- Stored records
• • •
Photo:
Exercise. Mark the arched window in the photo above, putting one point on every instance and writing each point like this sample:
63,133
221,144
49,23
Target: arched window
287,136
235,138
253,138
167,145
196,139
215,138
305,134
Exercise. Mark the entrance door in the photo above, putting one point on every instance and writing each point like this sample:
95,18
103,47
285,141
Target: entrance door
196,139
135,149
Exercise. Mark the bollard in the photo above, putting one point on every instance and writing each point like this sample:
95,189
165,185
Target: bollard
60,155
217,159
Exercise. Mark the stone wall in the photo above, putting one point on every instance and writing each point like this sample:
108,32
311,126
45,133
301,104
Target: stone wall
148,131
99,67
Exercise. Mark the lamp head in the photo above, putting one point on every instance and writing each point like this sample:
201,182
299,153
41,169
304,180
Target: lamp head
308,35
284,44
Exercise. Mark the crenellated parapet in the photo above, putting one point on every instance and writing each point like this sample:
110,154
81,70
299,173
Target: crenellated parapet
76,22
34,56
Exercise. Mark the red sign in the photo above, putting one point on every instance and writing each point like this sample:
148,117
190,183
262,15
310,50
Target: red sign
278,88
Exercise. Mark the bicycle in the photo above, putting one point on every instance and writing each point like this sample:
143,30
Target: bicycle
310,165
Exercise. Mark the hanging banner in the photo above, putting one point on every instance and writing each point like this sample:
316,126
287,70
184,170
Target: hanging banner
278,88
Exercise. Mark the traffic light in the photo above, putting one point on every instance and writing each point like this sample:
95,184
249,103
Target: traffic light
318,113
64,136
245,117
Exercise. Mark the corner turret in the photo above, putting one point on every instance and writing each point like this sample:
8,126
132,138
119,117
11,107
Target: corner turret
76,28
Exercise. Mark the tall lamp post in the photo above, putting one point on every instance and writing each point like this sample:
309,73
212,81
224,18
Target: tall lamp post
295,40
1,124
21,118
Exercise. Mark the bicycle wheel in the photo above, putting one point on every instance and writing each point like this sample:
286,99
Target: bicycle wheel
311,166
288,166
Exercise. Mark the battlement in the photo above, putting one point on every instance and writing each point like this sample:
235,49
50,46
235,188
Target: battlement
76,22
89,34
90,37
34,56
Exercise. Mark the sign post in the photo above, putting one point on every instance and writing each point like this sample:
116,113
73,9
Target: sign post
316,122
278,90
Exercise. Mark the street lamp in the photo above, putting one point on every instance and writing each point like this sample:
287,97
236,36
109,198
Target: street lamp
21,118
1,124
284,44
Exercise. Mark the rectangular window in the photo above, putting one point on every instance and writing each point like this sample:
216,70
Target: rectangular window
• • •
- STATED TASK
Copy the lines from the one containing "Exercise. Mark the rectangular" through the end of the entries, inclusive, renaming "rectangular window" to "square window" throughout and leaving everything else as it is.

- EXPECTED OUTPUT
Exercise. Mark the square window in the photo above, putting one point on every instance and writing each point like this sample:
216,70
Target: square window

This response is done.